▶ [作業内容]:
• A. 平成時代についての文章によると、ジュリアナ東京が閉店したのは平成何年ですか。
• B. 平成時代についての文章を、最後の文の後から書き進めてください。

平成時代

 昭和天皇の崩御により元号は昭和から平成になった。日本は高度経済成長から安定成長期を経て、バブルに浮かれながら経済のピークを迎え、平成2年にバブルが崩壊すると、経済は停滞から衰退へと向かった。経済は右肩上がりから右肩下がりになったが、平成6年までは、昭和からの継続の色合いが強く、世相にはまだ明るさがあった。バブルが崩壊しても、経済はいずれ回復すると楽観していた。ジュリアナ東京の「お立ち台」でボディコン女性が扇子を振り回して踊り狂う姿が、バブルの象徴と思われがちであるが、ジュリアナ東京が営業を始めたのはバブルが去った平成3年で、閉店したのが平成6年である。つまり平成6年の「ジュリアナ東京」の閉店が、バブル世相の崩壊を象徴していた。
 海外に目を向けると、世界は新たな時代に入ろうとしていた。平成元年6月に中国で天安門事件が起きると、眠れる獅子は古典的共産主義から経済重視の道を進むことになる。同年、ポーランドで共産党独裁主義が崩れ、これをきっかけに東欧諸国で民主化への動が始まり、11月にベルリンの壁が崩壊し、さらに平成3年には、ソビエト連邦が崩壊して冷戦の時代は終わりをつげた。
 一方、平成3年にイランがクウェートを侵略して湾岸戦争が勃発。冷戦の時代から宗教色を帯びた新たな宗教紛争の時代になった。日本は世界の激変を横目で眺めながら、足元のぐらつきに気づかず、政府開発援助で大盤振る舞いをしながら、自国の将来、国力の低下を案じる空気はなかった。生活苦の実感はなく、昭和の遺産を食べながら楽観していた。
 平成6年に村山富市内閣が発足すると、日本社会党はその存在価値であった自衛隊違憲、日米安保条約破棄を取り下げ、このイデオロギーの放棄により日本社会党は自滅した。それまでは経済の繁栄をうたった自民党が常に政権を維持し、憲法改正阻止を主張する日本社会党が野党第1党を確保していたが、この政治的巨大談合があばかれたのである。冷戦の時代は終わり、55年体制が崩壊し、政界再編成が活発となり、内閣総理大臣が細川護煕(日本新党)、羽田孜(新生党)、村山富市(日本社会党)と非自民の連合政権が誕生しては、消えていった。小選挙区制が導入され党の再編が起こり、民主党が台頭してきた。

▶ [データ一覧]:

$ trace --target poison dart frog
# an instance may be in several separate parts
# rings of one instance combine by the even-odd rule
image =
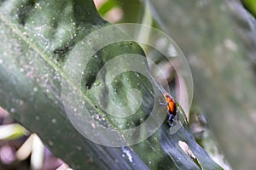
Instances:
[[[174,99],[172,99],[172,97],[171,96],[170,94],[165,93],[164,94],[164,97],[166,99],[166,103],[160,103],[160,102],[159,102],[159,104],[160,105],[165,105],[165,106],[167,107],[167,114],[169,116],[168,120],[167,120],[167,125],[169,127],[172,127],[174,125],[173,119],[174,119],[174,117],[177,115],[177,112],[176,112],[176,104],[175,104],[175,101],[174,101]]]

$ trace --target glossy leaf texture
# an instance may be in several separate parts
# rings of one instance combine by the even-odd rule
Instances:
[[[255,20],[239,1],[150,1],[190,64],[195,103],[231,167],[254,169]]]
[[[109,25],[98,15],[92,1],[6,0],[1,1],[0,11],[0,105],[16,121],[38,134],[44,143],[73,168],[191,169],[190,165],[195,169],[205,166],[209,169],[221,168],[195,143],[186,124],[185,128],[180,128],[180,133],[173,135],[169,135],[169,128],[164,124],[146,140],[132,146],[116,148],[91,142],[74,128],[67,119],[61,98],[61,80],[70,83],[74,89],[78,87],[73,86],[72,77],[66,75],[65,65],[73,57],[73,50],[78,49],[81,40],[93,31]],[[126,35],[117,31],[113,35],[106,36]],[[83,50],[81,48],[78,54],[81,54]],[[111,79],[111,75],[103,74],[97,77],[97,73],[108,61],[124,54],[143,56],[136,65],[149,78],[125,71],[116,77],[108,91],[106,80]],[[126,62],[118,65],[121,68],[128,65]],[[80,85],[85,104],[71,100],[70,108],[75,112],[77,108],[73,105],[84,105],[91,116],[101,117],[106,127],[133,128],[148,116],[152,105],[157,102],[155,98],[162,98],[160,95],[163,89],[148,72],[143,51],[137,43],[130,41],[110,44],[97,51],[84,65]],[[102,88],[97,88],[98,84]],[[159,89],[156,94],[154,88]],[[109,109],[108,100],[104,100],[106,94],[113,93],[112,99],[119,105],[125,105],[127,95],[134,95],[129,94],[131,88],[139,89],[143,101],[135,116],[119,119],[106,115],[98,107],[95,98],[96,93],[102,95],[101,99]],[[133,99],[135,103],[141,102],[136,96]],[[166,109],[157,107],[159,115],[165,116]],[[128,110],[134,110],[134,108],[129,105]],[[184,115],[182,111],[180,114]],[[148,129],[140,130],[143,136]],[[108,134],[101,137],[108,139]],[[201,166],[192,162],[188,153],[181,151],[177,145],[179,140],[188,144]],[[202,158],[202,156],[206,157]]]

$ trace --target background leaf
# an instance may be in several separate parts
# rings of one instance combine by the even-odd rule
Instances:
[[[73,128],[67,117],[61,99],[61,79],[72,82],[64,74],[64,65],[84,37],[109,25],[98,15],[92,1],[2,1],[0,11],[1,106],[31,132],[38,133],[44,143],[73,168],[189,169],[190,165],[200,168],[177,145],[181,139],[186,140],[201,167],[221,168],[195,143],[189,128],[181,128],[180,133],[171,136],[167,133],[169,128],[162,125],[147,140],[131,147],[113,148],[88,140]],[[126,35],[117,31],[115,35],[107,36]],[[81,49],[80,53],[83,52]],[[99,93],[103,95],[111,93],[111,90],[106,91],[104,84],[104,80],[109,77],[103,75],[97,80],[96,73],[108,60],[127,53],[144,55],[142,48],[132,42],[113,43],[98,51],[96,59],[84,69],[81,83],[87,101],[85,106],[92,110],[92,116],[105,118],[102,123],[106,126],[119,128],[136,126],[143,121],[139,117],[148,116],[152,105],[156,102],[155,98],[164,92],[154,80],[149,84],[143,76],[138,78],[133,72],[125,72],[112,84],[113,92],[119,90],[112,97],[125,105],[129,89],[137,88],[141,91],[143,105],[138,114],[129,119],[119,120],[104,115],[96,105],[94,89],[99,81],[103,87]],[[148,73],[145,58],[137,64]],[[119,65],[125,67],[127,63]],[[158,88],[158,94],[153,93],[153,87]],[[81,105],[73,102],[72,105]],[[107,106],[108,102],[106,100]],[[158,108],[159,113],[166,116],[166,108],[160,105]],[[102,139],[108,139],[107,135],[102,135]]]

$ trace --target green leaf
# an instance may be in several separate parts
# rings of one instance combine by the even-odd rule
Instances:
[[[158,99],[163,98],[164,89],[151,77],[143,51],[131,39],[108,44],[96,50],[93,56],[86,55],[90,51],[83,42],[90,42],[90,39],[84,42],[84,37],[108,25],[99,17],[92,1],[2,1],[0,11],[0,105],[27,129],[38,133],[57,156],[74,169],[177,169],[190,168],[189,165],[198,167],[177,145],[181,139],[180,133],[169,135],[166,131],[169,128],[166,125],[148,139],[131,147],[102,146],[81,134],[88,129],[84,128],[87,124],[83,124],[86,115],[78,111],[80,108],[90,110],[90,118],[96,119],[100,125],[118,129],[115,137],[127,144],[147,136],[150,128],[141,127],[135,133],[137,136],[131,138],[122,135],[121,130],[143,122],[154,104],[157,104],[158,116],[154,117],[155,122],[166,116],[166,108],[157,103]],[[115,29],[103,37],[94,34],[91,37],[102,38],[103,42],[108,38],[127,37]],[[129,60],[127,54],[143,57],[125,62]],[[133,66],[144,74],[127,70],[117,75],[109,86],[108,82],[115,72],[103,66],[117,55],[124,55],[125,61],[113,67]],[[79,56],[90,59],[85,65],[73,60]],[[76,71],[81,68],[84,70],[80,73]],[[102,71],[102,74],[98,76]],[[79,87],[82,87],[81,91],[78,92]],[[140,91],[142,98],[131,90],[134,88]],[[63,90],[72,92],[73,95],[63,99]],[[119,106],[126,106],[127,112],[136,110],[136,114],[125,119],[107,114],[105,110],[119,111],[110,105],[111,100]],[[137,103],[142,103],[139,108],[135,107]],[[75,116],[70,116],[69,112]],[[183,111],[180,114],[183,116]],[[73,124],[73,121],[77,124]],[[152,121],[151,123],[153,126],[155,122]],[[96,126],[88,124],[90,128]],[[76,128],[78,125],[85,129],[76,129],[73,125]],[[186,134],[182,139],[186,140],[195,155],[197,154],[201,167],[209,163],[207,167],[218,167],[208,157],[201,158],[201,154],[207,155],[191,139],[188,128],[181,128],[180,132]],[[101,142],[112,139],[108,133],[97,133],[90,135],[100,134]],[[178,161],[177,156],[184,159]]]
[[[255,20],[239,1],[150,3],[190,61],[195,102],[227,160],[234,168],[255,168]]]
[[[0,140],[18,139],[27,132],[20,124],[9,124],[0,126]]]

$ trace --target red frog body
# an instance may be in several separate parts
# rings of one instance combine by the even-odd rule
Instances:
[[[166,106],[167,114],[169,116],[167,124],[169,127],[172,127],[173,126],[173,119],[177,115],[176,103],[170,94],[165,93],[164,97],[165,97],[166,103],[163,104],[163,103],[160,102],[160,105]]]

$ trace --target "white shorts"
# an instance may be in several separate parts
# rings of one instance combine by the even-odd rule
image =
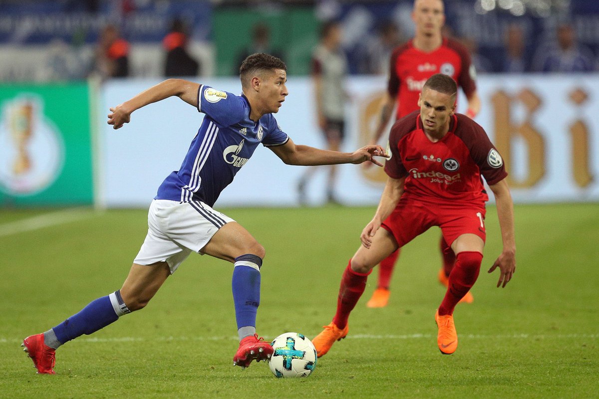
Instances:
[[[153,200],[148,211],[148,233],[134,263],[167,262],[171,274],[191,251],[200,253],[229,217],[200,201]]]

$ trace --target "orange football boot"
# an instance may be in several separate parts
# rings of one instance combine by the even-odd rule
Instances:
[[[335,343],[335,341],[340,341],[345,338],[349,331],[349,324],[345,326],[345,328],[341,330],[332,321],[328,325],[323,325],[322,328],[324,330],[312,340],[312,343],[316,349],[318,357],[326,355]]]
[[[439,310],[435,313],[435,322],[439,328],[437,334],[437,344],[439,351],[444,355],[451,355],[458,349],[458,333],[455,331],[453,316],[439,316]]]
[[[367,307],[385,307],[389,302],[391,291],[388,288],[377,288],[373,293],[373,296],[366,303]]]

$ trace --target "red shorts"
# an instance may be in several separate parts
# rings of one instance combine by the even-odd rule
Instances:
[[[485,209],[476,204],[470,206],[423,202],[403,198],[383,222],[402,247],[432,226],[438,226],[450,246],[462,234],[475,234],[486,239],[485,229]]]

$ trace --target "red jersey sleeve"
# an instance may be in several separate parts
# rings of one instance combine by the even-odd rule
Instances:
[[[392,179],[401,179],[408,174],[404,166],[400,152],[400,142],[416,129],[418,118],[420,111],[416,111],[395,122],[389,135],[389,145],[387,152],[391,157],[385,163],[385,172]]]
[[[489,139],[485,129],[465,115],[457,114],[458,129],[455,134],[468,147],[470,156],[480,169],[480,174],[489,185],[507,176],[506,166],[499,151]]]
[[[458,77],[458,85],[459,86],[466,97],[470,98],[472,93],[476,90],[476,69],[472,63],[472,57],[464,45],[455,40],[448,39],[447,47],[455,51],[462,62],[462,68],[459,75]]]
[[[391,54],[391,65],[389,67],[389,82],[387,83],[387,92],[391,98],[396,98],[397,93],[400,92],[400,84],[401,80],[397,74],[397,58],[400,56],[400,53],[403,51],[403,47],[398,47],[393,51]]]

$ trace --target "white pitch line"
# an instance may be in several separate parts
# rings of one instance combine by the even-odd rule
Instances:
[[[44,227],[85,219],[98,214],[99,214],[98,211],[87,208],[71,208],[44,214],[39,216],[0,224],[0,237],[32,232]]]
[[[371,335],[368,334],[356,334],[348,335],[346,338],[352,339],[431,339],[435,337],[432,334],[408,334],[405,335]],[[460,338],[468,339],[564,339],[567,338],[588,338],[599,339],[599,334],[499,334],[495,335],[485,335],[483,334],[465,334],[459,336]],[[170,341],[237,341],[236,336],[210,336],[210,337],[157,337],[155,338],[144,338],[143,337],[116,337],[114,338],[85,338],[81,337],[77,341],[83,342],[166,342]],[[0,344],[20,343],[23,339],[0,338]]]

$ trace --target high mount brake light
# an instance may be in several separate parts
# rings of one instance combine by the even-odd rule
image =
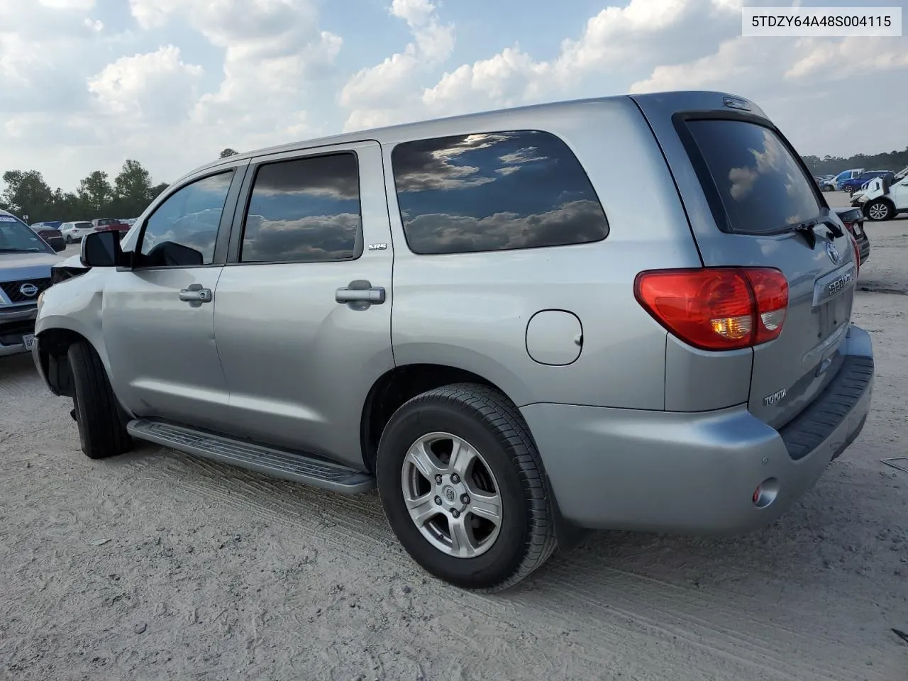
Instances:
[[[778,338],[788,281],[765,267],[651,270],[637,275],[634,295],[656,321],[701,350],[740,350]]]

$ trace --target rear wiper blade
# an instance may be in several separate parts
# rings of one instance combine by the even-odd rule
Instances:
[[[838,238],[839,238],[840,236],[844,236],[844,233],[845,233],[845,232],[844,232],[842,231],[842,228],[841,228],[841,227],[839,227],[839,226],[838,226],[837,224],[835,224],[835,222],[833,222],[832,220],[830,220],[829,218],[826,218],[825,220],[823,220],[823,221],[821,221],[821,222],[823,222],[823,223],[824,223],[824,225],[826,225],[826,227],[828,227],[828,228],[829,228],[829,232],[830,232],[830,233],[831,233],[831,234],[832,234],[832,235],[833,235],[833,236],[834,236],[834,238],[838,239]]]
[[[803,236],[804,241],[807,242],[807,245],[810,246],[813,251],[814,247],[816,245],[816,232],[814,232],[814,228],[819,223],[819,220],[807,220],[804,222],[799,222],[798,224],[793,224],[788,228],[788,231],[796,232]]]

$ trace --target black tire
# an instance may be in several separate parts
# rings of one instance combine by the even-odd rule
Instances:
[[[885,212],[882,209],[885,208]],[[871,214],[873,213],[873,214]],[[873,222],[883,222],[886,220],[892,219],[895,214],[895,211],[893,210],[892,205],[890,205],[888,201],[884,199],[874,199],[869,203],[865,203],[864,206],[864,214],[867,220]],[[876,217],[873,217],[873,215]]]
[[[73,408],[79,426],[82,450],[89,459],[106,459],[129,451],[133,439],[104,365],[85,340],[69,346],[73,371]]]
[[[455,558],[430,544],[410,517],[401,471],[419,438],[442,431],[469,442],[485,459],[501,498],[498,535],[485,553]],[[404,403],[379,445],[379,495],[403,548],[428,572],[455,586],[498,591],[541,566],[556,547],[551,503],[536,444],[520,412],[500,392],[475,383],[437,388]]]

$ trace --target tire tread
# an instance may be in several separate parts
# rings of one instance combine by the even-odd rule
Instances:
[[[452,408],[473,411],[514,462],[527,500],[528,531],[524,554],[514,572],[498,584],[468,587],[485,593],[508,588],[545,563],[557,546],[552,505],[536,443],[517,407],[494,388],[479,383],[453,383],[417,395],[399,410],[419,409],[420,404],[429,401],[447,402]]]
[[[80,417],[84,416],[84,422],[78,423],[84,429],[83,451],[89,459],[107,459],[128,451],[132,438],[126,432],[107,371],[94,348],[84,340],[73,343],[69,365],[78,400],[74,407]]]

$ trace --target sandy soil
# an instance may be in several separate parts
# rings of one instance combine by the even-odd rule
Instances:
[[[908,220],[862,283],[906,290]],[[0,678],[904,681],[908,296],[859,292],[861,438],[775,526],[598,533],[494,597],[428,577],[374,495],[144,446],[95,462],[28,357],[0,360]]]

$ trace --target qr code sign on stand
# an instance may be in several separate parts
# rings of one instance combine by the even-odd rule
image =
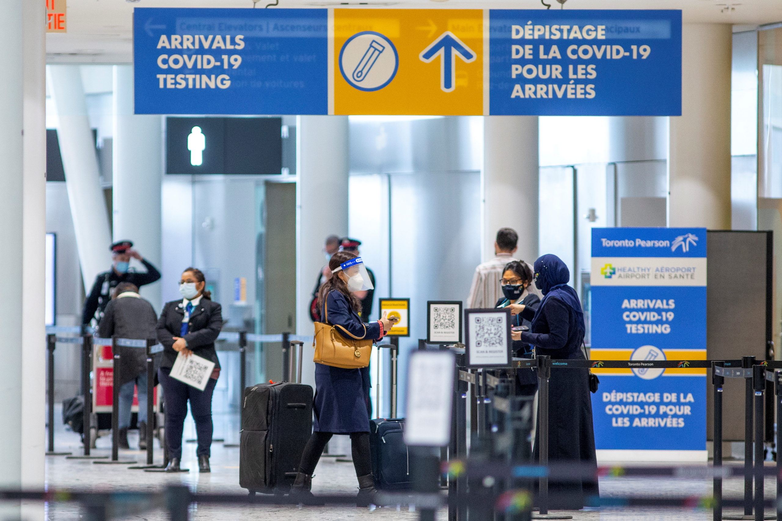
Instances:
[[[456,328],[455,306],[435,306],[432,311],[434,311],[434,317],[432,319],[432,329],[450,331]]]
[[[504,317],[475,317],[475,329],[476,347],[491,349],[504,347],[505,338]]]

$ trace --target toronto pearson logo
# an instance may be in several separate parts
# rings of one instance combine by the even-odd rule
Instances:
[[[687,233],[683,235],[679,235],[673,239],[673,246],[671,246],[671,251],[676,251],[676,248],[681,246],[682,251],[686,253],[690,251],[691,246],[698,246],[698,236],[691,233]]]
[[[612,264],[606,264],[600,268],[600,274],[606,278],[611,278],[616,275],[616,268]]]

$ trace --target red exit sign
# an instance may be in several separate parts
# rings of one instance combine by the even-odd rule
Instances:
[[[46,32],[66,33],[66,0],[46,1]]]

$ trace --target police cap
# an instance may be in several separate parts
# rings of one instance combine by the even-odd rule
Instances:
[[[361,241],[357,239],[343,237],[342,240],[339,241],[339,249],[343,251],[356,251],[360,246],[361,246]]]
[[[111,245],[109,250],[112,253],[124,253],[132,247],[133,243],[131,241],[117,241]]]

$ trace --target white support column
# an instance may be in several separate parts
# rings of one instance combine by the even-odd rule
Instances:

▶ [作業ごとの結果]:
• A. ジュリアナ東京が閉店したのは平成6年です。

• B.
 平成7年1月17日、阪神淡路大震災で6,400人を超える犠牲者を出し、オウム真理教によるサリン事件が起き、社会不安を招いたが、国民はどこか傍観者の立場にいた。日本経済は下降線をたどり、同年1ドル79.7円になり「就職氷河期」と呼ばれたが、雇用不安はまだ他人事で、生活の低迷と日本の衰退を実感する者は少なかった。
 バブルが崩壊してから、失われた10年、失われた20年と言われているが、この20年で日本人の生活を大きく変えたのは、インターネットと携帯電話の普及である。パソコンの普及によってワープロが消え、平成7年にウインドウ95が発売されると、数年後にはIT革命といえるほどにインターネットが普及した。さらに平成10年頃からポケットベルが消え、携帯電話が爆発的に普及して、それまでの生活を一変させた。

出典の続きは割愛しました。